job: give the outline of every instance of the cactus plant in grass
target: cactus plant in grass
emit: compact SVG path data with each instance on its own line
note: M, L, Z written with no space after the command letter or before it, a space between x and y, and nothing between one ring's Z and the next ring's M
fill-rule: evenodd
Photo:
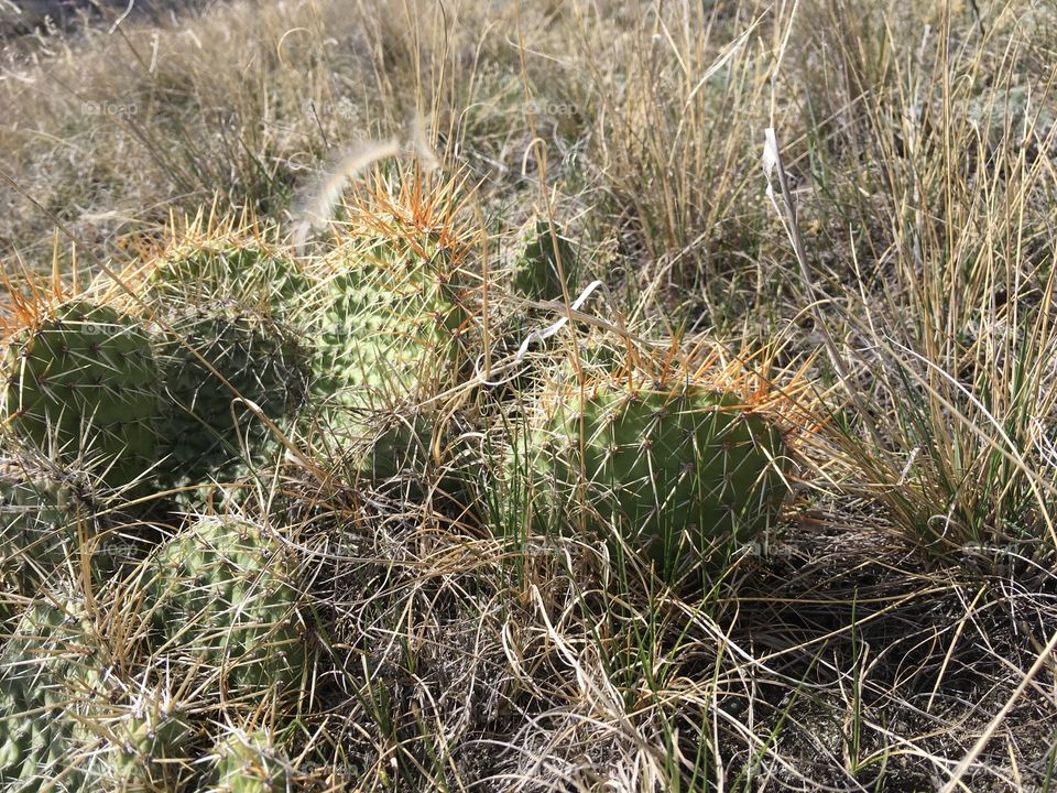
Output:
M465 362L476 232L456 220L459 186L397 180L399 189L379 183L352 208L309 295L314 393L339 437L361 434L370 411L435 395Z
M0 574L23 591L51 580L96 523L75 476L57 476L29 459L0 459Z
M286 762L264 730L236 730L218 741L208 793L281 793Z
M144 328L72 298L21 305L4 341L0 414L48 456L121 488L155 463L160 374Z
M282 545L252 523L205 518L145 567L157 658L173 674L205 674L229 697L290 691L306 653L298 589Z
M766 411L715 383L604 378L541 399L503 466L500 522L586 530L676 583L774 523L788 468Z
M557 245L555 245L557 240ZM577 261L571 242L546 220L533 220L521 235L514 261L514 291L535 301L559 301L576 285Z
M451 378L468 314L438 261L385 240L337 251L335 274L324 282L313 367L324 404L355 414Z
M165 318L172 333L159 345L167 398L163 481L197 482L275 453L268 423L243 400L280 426L296 414L308 388L296 334L238 304L183 305Z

******

● Required task:
Copy the records above line for line without any changes, but leave out the pictures.

● Result for this task:
job: give the outline of every instance of the cactus plant in grass
target: cactus plant in grass
emit: compact SVG path data with each instance on its own line
note: M, L, Z written with no space after the command letter or before it, a space between x and y, and nothing between one ring's Z and the next ring's M
fill-rule: evenodd
Photo:
Output:
M465 362L476 232L456 220L459 186L397 180L399 189L379 183L352 208L309 295L314 393L339 437L361 434L370 411L435 395Z
M0 574L23 591L51 580L96 523L75 476L57 476L29 459L0 459Z
M286 762L264 730L236 730L218 741L208 793L281 793Z
M144 328L72 298L21 305L4 341L0 414L48 456L121 488L155 463L160 374Z
M282 545L252 523L205 518L145 567L157 658L173 674L205 674L229 697L290 691L306 653L298 589Z
M766 411L715 383L604 378L541 399L503 466L500 522L586 530L676 583L774 523L788 468Z
M557 245L555 245L557 240ZM577 261L571 242L546 220L533 220L521 235L514 261L514 291L535 301L559 301L576 285Z
M451 378L468 314L438 261L385 240L337 251L335 274L324 282L313 367L324 404L355 414Z
M165 318L172 333L159 345L167 398L163 481L197 482L275 453L268 423L243 400L280 426L296 414L308 388L296 334L238 304L183 305Z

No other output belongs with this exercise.